*Instructions to follow:* In the records below, locate the line containing "the green tree", then extract it and all following lines exactly, ending with the last line.

*Records shown:*
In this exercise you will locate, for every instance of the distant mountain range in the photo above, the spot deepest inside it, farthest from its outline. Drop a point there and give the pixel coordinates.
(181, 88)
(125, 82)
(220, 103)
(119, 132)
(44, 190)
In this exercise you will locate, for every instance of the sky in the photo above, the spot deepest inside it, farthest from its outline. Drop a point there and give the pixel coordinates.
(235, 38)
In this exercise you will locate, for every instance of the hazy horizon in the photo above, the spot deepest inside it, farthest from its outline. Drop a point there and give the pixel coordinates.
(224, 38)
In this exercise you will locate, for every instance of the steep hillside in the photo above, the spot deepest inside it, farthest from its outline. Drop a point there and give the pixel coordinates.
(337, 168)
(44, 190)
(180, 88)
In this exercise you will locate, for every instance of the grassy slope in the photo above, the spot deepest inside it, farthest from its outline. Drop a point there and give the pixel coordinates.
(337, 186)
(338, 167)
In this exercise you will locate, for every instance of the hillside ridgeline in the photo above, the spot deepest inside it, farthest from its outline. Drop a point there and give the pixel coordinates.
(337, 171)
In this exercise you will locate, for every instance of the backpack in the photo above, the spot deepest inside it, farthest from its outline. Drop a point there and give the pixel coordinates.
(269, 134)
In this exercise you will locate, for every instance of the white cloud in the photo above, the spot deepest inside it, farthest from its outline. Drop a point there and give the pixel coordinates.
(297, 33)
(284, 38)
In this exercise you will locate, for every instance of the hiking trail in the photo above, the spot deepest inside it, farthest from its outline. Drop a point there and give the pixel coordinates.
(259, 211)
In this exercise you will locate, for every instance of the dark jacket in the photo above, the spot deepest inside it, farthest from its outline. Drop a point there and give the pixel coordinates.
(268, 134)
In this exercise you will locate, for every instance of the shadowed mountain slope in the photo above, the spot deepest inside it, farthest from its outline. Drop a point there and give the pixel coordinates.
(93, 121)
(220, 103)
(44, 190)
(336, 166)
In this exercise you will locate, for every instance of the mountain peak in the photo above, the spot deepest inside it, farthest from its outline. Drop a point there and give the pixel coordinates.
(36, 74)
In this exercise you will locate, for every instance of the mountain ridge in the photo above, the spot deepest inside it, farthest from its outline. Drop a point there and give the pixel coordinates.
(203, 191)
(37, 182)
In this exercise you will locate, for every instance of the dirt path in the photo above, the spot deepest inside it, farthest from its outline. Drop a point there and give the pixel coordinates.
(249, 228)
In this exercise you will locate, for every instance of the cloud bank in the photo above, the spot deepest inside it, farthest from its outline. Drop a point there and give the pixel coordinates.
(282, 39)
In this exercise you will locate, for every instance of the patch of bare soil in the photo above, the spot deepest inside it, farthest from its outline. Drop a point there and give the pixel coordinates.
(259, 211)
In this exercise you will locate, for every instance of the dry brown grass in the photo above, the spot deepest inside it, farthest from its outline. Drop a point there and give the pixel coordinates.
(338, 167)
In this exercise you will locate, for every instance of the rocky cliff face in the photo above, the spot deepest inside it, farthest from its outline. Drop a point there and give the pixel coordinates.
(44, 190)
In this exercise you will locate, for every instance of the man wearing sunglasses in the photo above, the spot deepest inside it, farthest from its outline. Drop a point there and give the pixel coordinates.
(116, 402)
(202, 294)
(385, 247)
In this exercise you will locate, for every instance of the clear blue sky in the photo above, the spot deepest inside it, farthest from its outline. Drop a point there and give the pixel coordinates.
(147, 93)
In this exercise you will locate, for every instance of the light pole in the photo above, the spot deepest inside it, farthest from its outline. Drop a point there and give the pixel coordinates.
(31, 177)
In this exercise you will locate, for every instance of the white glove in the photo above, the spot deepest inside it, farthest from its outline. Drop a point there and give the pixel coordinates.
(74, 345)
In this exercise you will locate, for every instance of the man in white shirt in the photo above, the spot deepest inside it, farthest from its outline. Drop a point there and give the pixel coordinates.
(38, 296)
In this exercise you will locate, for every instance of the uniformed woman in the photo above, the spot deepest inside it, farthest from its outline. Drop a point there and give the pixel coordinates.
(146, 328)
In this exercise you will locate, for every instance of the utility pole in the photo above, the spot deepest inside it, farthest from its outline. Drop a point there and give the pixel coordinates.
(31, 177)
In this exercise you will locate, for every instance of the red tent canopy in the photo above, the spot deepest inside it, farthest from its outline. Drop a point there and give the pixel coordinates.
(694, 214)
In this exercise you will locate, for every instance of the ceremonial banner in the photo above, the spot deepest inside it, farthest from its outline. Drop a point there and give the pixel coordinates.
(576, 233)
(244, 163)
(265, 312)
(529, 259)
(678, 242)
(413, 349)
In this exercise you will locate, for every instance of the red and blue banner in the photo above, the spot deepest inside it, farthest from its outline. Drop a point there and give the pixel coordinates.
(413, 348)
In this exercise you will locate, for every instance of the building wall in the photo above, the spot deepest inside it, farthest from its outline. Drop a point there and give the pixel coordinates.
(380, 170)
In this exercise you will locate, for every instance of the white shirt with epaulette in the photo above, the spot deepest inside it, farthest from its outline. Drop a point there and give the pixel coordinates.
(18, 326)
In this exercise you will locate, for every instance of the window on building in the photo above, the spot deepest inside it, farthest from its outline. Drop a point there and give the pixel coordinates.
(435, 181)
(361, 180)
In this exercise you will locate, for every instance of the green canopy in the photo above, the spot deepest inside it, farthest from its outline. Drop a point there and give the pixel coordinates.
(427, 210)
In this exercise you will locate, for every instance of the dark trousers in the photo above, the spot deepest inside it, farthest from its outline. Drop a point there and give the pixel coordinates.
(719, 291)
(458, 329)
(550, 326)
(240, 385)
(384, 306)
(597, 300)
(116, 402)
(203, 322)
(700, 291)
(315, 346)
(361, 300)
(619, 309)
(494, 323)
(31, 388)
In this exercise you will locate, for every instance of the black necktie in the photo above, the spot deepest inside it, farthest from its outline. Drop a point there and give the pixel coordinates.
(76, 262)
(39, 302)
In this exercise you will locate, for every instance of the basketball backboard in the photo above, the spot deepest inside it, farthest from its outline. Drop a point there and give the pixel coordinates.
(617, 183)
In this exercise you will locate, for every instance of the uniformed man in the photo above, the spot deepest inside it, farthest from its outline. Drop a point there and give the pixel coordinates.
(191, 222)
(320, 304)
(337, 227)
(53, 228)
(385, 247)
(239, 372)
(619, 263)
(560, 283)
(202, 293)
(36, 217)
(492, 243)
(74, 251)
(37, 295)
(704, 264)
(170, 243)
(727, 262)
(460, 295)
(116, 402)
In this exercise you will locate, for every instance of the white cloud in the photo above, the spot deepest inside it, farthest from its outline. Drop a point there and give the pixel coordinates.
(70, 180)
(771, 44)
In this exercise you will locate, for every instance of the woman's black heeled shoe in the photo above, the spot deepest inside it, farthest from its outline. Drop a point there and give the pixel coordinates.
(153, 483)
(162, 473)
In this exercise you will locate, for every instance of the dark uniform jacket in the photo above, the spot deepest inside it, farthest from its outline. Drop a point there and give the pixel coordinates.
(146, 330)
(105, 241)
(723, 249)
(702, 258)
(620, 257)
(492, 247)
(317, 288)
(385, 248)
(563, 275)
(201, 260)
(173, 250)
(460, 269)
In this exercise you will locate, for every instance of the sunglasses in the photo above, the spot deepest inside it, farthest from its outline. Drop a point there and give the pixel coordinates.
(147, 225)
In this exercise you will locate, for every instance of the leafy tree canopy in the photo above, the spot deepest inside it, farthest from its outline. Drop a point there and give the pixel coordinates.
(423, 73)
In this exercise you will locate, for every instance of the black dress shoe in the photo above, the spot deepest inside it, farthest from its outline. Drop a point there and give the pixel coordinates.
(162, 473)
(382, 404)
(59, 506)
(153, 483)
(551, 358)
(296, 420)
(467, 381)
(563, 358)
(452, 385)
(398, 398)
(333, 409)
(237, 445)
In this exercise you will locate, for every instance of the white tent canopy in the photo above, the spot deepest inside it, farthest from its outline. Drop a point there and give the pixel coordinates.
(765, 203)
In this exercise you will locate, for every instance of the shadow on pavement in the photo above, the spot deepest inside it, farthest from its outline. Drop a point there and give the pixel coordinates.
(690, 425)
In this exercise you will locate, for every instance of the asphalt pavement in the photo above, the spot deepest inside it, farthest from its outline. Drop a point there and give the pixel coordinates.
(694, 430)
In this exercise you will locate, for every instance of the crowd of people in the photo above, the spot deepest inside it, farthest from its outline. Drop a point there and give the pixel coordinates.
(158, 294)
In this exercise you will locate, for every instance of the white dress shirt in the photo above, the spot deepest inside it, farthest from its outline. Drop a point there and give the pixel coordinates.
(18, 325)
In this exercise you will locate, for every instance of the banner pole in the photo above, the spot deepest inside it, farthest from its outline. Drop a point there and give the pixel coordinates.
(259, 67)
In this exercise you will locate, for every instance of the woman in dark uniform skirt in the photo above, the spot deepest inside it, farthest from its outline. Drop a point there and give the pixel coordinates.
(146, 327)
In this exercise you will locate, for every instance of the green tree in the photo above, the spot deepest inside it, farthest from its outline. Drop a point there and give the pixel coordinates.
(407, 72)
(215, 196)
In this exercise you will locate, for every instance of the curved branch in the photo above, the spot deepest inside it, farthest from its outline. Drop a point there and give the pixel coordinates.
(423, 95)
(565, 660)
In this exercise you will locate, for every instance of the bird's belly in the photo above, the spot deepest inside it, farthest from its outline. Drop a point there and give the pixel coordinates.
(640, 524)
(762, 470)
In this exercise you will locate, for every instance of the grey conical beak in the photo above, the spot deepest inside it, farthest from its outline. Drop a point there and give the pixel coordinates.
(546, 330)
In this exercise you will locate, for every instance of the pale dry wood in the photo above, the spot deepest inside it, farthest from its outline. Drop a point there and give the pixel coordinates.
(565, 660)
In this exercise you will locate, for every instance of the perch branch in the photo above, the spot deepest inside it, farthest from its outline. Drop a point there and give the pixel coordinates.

*Solution to this task:*
In this exercise you will locate, for every instance of the green tree in the photo above, the spot deepest inside it, farthest from its outline. Drop a point there and give the pixel coordinates.
(407, 72)
(215, 196)
In this exercise you will locate, for every instance of the curved branch in the photo above, the spot deepest inside it, farthest from its outline. Drop a point there and give the pixel coordinates.
(423, 95)
(565, 660)
In this exercise you will locate, for every instance of the bird's belly in the photo above, the spot deepest inside it, farthest from its outline. Drop a point there and give the pixel coordinates.
(640, 524)
(762, 470)
In this exercise you will locate, for every instance of the grey conical beak in the photo above, the spot deepest inside it, farthest from its outline. Drop a point there and give the pixel coordinates.
(546, 330)
In this exercise you will locate, for every instance of the pale dry wood in the photo above, the spot deepest inside it, farthest from its outline. Drop a point there and give the pixel coordinates.
(565, 660)
In this exercise you will locate, for every instance of the perch branch in the photo above, the spot deepest inside it, farthest from its outline. Drop a point there and give the pixel coordinates.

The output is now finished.